▸ **What to produce**: Continue the forum discussion of quantum measurement and the observer's role, picking up after its last sentence.

▸ **Page excerpt**:
──────────
In “Quantenphysikalische Bemerkungen zur Biologie und Psychologie” (Erkenntnis 4: 215-252, 1934) Pascual Jordan elucidates his thinking using as an example the measurement of the unknown linear polarization state on a quantum of light. One can do nothing else but letting the quantum of light pass a polarization filter. It will either pass or not. But that does not mean that one detects the polarization state that existed before (for this, there is no possibility at all when considering a single quantum of light). Instead, one “forces a decision” on the quantum of light: it should now adjust its polarization plane either corresponding to the filter or perpendicular to it. If this decision has been made, one knows which position the polarization plane now has; but one has not learned anything about the original state; our knowledge applies to a state created only by the fact that we have forced the decision in question during the observation process. By means of measurements, one only brings about that decisions are made, but one is not able to influence the outcomes of these decisions.

(I have tried to “freely” translate a passage on page 226 of Jordan’s paper)

 

[bhobba]

From my understanding of everything I've read about quantum theory, the observing mind plays a role in the unfolding of what is being observed. The consciousness of the observer is crucial in determining the measured outcome.

Here is a MUCH better understanding:
https://www.scottaaronson.com/democritus/lec9.html

Formally its simply an extension of normal probability theory. I can explain why you would want to extend it but first let's just get these unfortunate common misconceptions from populations out of the way.

Its not generally talked about but what ordinary probability means - does it involve consciousness, all sorts of subtleties, is an issue as well. QM has the same issues only worse:
http://math.ucr.edu/home/baez/bayes.html

The observing mind may or may not play a role - we do not know. Its pretty much a backwater view these days without going into its history and why it lost favor. If you want to understand that one start a new thread - but just for you to think about computers are a lot more advanced than when QM appeared - do they count as consciousness?

Thanks
Bill

 

[bhobba]

but it doesn't follow that the theory is necessarily incomplete. Instead, any theory that does assign values to both quantities at once is necessarily incorrect.
──────────
▸ **Data to examine**:
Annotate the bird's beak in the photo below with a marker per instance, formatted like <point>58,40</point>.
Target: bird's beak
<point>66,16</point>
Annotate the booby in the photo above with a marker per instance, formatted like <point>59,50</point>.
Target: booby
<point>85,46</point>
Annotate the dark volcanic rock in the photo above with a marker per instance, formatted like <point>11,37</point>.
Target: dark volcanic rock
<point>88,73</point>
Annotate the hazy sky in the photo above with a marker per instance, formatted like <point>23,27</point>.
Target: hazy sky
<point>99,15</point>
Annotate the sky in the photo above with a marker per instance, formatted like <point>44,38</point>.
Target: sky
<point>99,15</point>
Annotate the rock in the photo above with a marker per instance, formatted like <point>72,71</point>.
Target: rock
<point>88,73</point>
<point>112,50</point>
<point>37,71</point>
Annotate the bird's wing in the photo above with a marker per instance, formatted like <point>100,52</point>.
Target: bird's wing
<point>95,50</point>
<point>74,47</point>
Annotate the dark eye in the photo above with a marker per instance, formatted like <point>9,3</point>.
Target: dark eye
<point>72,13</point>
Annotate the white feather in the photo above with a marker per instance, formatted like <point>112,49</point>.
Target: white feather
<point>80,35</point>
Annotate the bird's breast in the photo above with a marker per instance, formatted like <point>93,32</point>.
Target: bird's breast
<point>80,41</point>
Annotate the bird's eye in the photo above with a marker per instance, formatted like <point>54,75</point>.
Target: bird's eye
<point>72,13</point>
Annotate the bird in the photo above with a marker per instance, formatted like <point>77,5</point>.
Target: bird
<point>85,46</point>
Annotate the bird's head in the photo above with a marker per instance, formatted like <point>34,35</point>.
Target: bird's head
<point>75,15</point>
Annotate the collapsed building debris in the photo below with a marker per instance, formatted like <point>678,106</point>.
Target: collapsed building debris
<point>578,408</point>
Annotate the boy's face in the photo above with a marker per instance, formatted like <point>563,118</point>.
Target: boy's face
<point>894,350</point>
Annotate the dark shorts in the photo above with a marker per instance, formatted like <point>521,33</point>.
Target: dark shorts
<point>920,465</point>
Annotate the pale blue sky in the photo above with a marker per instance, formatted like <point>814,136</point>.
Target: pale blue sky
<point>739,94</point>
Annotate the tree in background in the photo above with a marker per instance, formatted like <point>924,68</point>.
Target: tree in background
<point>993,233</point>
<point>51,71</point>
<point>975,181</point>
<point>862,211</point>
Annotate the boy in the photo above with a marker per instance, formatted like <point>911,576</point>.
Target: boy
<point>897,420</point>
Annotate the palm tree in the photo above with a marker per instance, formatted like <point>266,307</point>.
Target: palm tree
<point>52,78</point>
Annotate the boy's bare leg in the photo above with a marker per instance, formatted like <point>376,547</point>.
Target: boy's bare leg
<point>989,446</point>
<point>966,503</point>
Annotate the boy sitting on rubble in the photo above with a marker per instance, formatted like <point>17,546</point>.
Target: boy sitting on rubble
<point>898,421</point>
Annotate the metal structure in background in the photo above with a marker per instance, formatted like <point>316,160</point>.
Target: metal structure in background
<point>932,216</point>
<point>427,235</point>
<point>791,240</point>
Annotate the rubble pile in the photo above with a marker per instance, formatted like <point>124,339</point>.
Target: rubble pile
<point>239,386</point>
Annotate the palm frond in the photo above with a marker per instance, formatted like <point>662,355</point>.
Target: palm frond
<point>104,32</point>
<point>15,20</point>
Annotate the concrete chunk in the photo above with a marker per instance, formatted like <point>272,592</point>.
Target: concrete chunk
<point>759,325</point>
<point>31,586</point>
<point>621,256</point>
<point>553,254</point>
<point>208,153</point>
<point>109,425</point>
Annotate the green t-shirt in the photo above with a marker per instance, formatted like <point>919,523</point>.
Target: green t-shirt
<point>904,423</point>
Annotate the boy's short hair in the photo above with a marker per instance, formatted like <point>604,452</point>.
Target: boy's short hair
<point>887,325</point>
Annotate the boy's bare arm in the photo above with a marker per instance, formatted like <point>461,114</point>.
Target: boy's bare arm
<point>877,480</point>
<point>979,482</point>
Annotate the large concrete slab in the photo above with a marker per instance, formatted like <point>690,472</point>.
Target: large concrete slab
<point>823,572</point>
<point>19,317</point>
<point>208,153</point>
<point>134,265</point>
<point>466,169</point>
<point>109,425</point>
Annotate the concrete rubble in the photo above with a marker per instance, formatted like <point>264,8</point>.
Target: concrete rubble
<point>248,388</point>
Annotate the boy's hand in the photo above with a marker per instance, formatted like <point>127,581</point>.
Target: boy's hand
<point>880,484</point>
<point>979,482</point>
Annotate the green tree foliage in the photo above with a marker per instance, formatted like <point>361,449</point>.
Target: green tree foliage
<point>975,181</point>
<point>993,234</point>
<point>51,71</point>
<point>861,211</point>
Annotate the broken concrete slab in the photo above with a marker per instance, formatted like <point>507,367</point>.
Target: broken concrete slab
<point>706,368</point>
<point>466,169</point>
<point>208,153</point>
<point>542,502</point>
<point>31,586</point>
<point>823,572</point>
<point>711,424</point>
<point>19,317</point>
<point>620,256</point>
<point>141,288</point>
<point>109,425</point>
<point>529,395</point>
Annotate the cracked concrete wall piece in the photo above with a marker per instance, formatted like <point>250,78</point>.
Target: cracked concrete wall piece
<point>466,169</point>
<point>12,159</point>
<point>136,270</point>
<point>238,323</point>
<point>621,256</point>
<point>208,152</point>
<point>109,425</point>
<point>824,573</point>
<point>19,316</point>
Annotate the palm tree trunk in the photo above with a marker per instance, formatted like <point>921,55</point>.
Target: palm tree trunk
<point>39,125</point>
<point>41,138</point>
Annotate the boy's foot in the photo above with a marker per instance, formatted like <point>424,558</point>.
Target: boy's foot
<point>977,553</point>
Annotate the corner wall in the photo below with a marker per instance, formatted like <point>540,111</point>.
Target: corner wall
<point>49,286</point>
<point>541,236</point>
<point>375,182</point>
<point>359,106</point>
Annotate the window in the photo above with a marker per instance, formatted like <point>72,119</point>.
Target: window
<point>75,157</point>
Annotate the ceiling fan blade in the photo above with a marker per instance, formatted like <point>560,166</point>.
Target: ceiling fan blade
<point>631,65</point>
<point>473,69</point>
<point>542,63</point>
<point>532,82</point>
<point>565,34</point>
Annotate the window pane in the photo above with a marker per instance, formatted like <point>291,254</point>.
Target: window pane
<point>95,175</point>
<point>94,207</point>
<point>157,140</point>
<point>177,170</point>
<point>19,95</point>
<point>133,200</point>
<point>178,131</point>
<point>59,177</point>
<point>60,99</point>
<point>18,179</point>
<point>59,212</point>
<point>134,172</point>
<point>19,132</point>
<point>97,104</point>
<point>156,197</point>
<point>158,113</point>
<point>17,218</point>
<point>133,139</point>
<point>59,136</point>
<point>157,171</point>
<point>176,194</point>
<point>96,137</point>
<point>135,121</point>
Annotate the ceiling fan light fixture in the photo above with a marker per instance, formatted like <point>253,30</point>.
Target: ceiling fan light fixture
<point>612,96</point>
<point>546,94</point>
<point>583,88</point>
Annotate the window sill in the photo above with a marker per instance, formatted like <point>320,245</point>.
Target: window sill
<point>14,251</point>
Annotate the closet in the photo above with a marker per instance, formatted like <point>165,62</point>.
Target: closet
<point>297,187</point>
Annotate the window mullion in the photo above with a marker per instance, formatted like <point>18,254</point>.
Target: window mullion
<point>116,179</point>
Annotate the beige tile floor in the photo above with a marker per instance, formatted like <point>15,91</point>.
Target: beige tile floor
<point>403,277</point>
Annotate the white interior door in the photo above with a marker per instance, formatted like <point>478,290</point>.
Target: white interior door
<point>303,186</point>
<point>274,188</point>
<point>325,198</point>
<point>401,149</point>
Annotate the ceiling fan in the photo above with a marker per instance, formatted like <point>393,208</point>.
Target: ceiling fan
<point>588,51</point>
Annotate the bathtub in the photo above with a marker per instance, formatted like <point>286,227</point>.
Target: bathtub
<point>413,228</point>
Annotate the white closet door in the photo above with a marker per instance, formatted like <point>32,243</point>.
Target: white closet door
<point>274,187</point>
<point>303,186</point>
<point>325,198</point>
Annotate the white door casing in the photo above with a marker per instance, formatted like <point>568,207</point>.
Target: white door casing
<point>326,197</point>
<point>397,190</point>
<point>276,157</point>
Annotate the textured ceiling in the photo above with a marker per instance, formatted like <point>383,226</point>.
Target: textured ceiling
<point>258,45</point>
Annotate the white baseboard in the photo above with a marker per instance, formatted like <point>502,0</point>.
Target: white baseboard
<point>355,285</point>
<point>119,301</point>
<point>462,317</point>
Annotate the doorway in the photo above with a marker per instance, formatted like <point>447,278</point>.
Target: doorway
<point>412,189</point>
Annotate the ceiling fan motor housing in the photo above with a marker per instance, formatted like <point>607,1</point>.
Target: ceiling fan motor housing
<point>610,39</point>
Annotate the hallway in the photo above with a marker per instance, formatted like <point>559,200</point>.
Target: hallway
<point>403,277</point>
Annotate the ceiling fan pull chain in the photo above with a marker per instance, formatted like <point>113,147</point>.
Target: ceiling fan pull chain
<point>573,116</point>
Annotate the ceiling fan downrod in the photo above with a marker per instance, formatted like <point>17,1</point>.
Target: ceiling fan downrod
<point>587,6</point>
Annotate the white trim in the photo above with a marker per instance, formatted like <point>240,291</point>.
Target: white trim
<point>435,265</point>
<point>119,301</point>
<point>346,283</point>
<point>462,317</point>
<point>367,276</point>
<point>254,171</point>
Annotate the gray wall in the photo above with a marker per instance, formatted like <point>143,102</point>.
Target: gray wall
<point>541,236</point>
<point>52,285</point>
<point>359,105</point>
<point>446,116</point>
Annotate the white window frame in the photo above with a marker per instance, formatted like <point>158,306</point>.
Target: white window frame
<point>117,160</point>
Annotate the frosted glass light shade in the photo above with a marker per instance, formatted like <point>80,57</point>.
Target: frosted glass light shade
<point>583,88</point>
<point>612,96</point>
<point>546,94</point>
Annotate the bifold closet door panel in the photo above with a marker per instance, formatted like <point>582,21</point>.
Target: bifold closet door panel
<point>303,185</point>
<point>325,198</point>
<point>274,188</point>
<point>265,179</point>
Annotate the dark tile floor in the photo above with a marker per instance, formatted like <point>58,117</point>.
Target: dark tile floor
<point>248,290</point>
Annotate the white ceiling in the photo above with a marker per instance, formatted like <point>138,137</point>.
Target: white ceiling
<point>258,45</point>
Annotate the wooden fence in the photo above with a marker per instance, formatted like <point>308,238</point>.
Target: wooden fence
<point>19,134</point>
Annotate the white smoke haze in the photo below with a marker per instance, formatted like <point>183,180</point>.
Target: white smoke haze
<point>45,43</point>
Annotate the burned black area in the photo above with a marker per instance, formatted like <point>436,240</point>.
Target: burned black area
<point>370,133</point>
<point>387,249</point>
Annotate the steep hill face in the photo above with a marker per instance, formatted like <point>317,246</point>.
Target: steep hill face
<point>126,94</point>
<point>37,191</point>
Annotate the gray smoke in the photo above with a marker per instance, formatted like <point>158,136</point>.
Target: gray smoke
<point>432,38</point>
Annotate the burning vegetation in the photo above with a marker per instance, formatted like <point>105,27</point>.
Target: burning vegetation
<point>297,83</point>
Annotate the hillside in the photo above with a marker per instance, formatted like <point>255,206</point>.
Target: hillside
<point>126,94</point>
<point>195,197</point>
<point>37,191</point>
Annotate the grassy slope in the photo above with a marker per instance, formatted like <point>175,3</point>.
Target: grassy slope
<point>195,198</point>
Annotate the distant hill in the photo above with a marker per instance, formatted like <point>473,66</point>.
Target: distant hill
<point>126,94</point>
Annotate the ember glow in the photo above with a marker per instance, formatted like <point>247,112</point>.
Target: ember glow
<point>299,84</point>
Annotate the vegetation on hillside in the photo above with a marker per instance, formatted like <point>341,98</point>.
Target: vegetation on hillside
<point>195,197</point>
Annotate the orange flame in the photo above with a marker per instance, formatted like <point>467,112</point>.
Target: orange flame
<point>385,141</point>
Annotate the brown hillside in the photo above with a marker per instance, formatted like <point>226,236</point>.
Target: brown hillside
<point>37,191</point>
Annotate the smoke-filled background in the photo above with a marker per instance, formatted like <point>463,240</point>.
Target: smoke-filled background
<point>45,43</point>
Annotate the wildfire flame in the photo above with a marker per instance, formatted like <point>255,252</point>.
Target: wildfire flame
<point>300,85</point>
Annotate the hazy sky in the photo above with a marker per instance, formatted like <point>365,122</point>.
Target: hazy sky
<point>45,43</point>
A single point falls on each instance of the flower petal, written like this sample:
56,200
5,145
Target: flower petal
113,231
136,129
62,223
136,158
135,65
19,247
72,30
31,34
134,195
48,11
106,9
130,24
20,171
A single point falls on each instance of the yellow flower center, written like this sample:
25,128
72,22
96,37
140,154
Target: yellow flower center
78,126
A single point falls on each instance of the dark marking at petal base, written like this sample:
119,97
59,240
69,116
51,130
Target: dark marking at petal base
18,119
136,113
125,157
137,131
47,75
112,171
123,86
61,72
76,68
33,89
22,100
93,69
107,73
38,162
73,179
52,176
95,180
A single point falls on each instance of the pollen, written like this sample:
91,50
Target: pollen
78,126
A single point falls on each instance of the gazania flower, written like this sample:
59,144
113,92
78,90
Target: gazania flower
──────────
▸ **Exercise answer**:
Just to elaborate on what Bohmian Mechanics (BM) says because until you understand what Nugatory correctly said it can be a bit confusing. He said you can't assign values to both things like momentum and position at once. That does not imply it can't have them - in fact BM says they do. What you can't do is actually know it. Weird hey - but true.

Thanks
Bill

 

[bhobba]

That article about Einstein's famous quote about the moon is particularly interesting.

We now know both Einstein and Bohr were wrong - I personally side more with Einstein.

My view is quite close to the pioneer who I think really understood QM best - Dirac (it is often thought Dirac was a Copenhagenist siding with Bohr - actually Bohr thought Dirac a bit weird - he was not the only one - but that's just by the by - he really held a much more subtle view closer to Einstein):
http://citeseerx.ist.psu.edu/viewdoc/download?doi=10.1.1.485.9188&rep=rep1&type=pdf

Things have progressed a lot since Dirac's time - exactly as his view would suggest and much of what was not clear then is a lot clearer now - although problems still remain. Best to start a new thread if you want to understand it better.

Thanks
Bill

 

[ZapperZ]

I have read that when an electron is observed, it behaves differently to when it is not being observed.

Could someone please expand on this, or indeed correct me. In what way does an observed particle behave differently to a particle that isn't being observed by somebody's consciousness?

I want to emphasize something slightly different here based on the topic of this thread that you created. Please note that what you are asking for are properties of quantum objects, and this is not restricted to just "subatomic particles". Many people have the misunderstanding that quantum effects occur only for such entities, and that is wrong and should be corrected.

We have seen interference effects on objects as big as buckyballs, and have seen quantum superposition on supercurrent entities consisting of 10¹¹ particles! These are waaaaaay past being the size of "subatomic" particles.

So, to you and others who are still under the impression that "subatomic" particles are the only ones exhibiting these quantum properties, please reset and reboot.

Zz.

 

[bhobba]

So, to you and others who are still under the impression that "subatomic" particles are the only ones exhibiting these quantum properties, please reset and reboot.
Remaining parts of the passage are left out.